**RECORDS FOR THE TASK**
########

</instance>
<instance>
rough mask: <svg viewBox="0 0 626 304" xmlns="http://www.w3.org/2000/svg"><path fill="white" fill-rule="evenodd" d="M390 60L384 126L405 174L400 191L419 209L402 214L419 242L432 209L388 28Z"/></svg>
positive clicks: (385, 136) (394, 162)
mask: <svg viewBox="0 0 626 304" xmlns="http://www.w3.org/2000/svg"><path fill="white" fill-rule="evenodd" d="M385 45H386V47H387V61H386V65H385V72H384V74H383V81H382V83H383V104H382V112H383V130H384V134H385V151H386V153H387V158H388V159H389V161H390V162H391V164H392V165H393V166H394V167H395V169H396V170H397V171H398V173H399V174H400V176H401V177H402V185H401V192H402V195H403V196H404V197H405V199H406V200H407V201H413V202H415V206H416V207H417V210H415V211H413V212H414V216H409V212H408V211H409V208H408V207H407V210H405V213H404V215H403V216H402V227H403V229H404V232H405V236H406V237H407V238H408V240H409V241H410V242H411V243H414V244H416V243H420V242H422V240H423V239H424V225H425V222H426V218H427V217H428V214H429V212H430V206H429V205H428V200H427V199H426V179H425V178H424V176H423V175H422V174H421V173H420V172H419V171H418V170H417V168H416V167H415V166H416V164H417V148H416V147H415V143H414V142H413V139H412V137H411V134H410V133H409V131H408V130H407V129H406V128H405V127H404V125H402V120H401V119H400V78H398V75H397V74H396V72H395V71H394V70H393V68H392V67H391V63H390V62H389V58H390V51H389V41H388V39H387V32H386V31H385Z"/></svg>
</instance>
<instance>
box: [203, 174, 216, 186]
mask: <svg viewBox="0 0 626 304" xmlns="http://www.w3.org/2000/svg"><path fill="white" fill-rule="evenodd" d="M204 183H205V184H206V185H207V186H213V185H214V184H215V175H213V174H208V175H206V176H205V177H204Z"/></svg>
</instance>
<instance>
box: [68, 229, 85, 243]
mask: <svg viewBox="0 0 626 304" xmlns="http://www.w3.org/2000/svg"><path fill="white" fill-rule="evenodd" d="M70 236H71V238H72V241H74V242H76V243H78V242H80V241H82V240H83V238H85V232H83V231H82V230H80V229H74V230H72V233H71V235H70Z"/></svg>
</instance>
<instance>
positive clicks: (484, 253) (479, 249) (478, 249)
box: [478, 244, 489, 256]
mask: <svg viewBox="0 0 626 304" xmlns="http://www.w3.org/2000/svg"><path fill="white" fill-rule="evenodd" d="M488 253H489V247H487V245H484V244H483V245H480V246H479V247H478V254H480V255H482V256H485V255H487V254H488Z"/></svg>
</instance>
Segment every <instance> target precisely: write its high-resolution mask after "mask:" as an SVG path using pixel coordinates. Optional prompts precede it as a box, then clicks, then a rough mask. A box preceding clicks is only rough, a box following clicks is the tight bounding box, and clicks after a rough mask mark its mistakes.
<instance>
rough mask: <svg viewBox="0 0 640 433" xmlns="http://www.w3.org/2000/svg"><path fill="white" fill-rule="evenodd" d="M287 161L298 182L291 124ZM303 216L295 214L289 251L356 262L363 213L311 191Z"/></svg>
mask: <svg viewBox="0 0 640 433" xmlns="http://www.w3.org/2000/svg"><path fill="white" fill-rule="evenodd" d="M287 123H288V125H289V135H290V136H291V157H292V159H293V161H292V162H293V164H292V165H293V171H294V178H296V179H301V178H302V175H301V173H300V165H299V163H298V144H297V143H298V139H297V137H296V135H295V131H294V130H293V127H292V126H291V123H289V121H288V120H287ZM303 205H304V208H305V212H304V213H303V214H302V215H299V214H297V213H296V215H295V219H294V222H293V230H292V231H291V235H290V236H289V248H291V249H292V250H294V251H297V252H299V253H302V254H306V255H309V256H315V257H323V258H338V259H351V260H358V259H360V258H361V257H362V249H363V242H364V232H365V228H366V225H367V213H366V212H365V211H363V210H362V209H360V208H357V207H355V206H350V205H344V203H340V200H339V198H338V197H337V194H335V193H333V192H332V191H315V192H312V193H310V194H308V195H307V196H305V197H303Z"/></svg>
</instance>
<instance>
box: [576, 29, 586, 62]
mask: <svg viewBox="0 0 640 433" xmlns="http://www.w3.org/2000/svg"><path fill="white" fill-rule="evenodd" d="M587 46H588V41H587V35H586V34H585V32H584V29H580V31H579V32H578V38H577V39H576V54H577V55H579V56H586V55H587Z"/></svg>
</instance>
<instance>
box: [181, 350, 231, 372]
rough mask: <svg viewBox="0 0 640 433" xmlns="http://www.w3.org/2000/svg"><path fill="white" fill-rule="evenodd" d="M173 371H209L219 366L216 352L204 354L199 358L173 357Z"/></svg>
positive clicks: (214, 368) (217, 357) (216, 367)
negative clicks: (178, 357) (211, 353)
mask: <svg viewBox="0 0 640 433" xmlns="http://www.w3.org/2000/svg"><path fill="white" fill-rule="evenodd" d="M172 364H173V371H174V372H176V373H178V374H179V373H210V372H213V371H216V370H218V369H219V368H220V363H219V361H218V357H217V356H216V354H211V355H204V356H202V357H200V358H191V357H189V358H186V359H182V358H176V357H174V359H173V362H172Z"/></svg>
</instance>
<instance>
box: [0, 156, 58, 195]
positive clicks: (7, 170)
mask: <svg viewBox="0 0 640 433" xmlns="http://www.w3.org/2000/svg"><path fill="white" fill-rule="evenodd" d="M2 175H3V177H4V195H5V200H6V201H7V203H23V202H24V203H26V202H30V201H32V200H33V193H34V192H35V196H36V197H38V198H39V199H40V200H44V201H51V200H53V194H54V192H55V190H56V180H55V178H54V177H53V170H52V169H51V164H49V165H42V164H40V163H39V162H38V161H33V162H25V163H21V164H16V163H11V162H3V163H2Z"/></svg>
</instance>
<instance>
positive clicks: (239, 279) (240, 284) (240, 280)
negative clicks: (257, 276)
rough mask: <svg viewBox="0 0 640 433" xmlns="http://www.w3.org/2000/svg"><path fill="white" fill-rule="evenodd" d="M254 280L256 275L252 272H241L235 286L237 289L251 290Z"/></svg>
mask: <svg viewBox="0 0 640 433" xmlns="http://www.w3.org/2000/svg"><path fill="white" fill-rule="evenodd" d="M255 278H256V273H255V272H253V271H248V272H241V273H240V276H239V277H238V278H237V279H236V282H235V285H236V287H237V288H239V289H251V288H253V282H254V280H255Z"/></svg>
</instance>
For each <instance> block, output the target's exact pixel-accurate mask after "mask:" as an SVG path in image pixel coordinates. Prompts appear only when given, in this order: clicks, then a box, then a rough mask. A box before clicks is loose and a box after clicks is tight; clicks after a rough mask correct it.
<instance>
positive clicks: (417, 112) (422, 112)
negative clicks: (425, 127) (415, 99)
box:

########

**DESCRIPTION OF THE TASK**
A single number is expected: the count of lines in the preceding entries that contain "coordinates".

**ANSWER TO THE EXERCISE**
2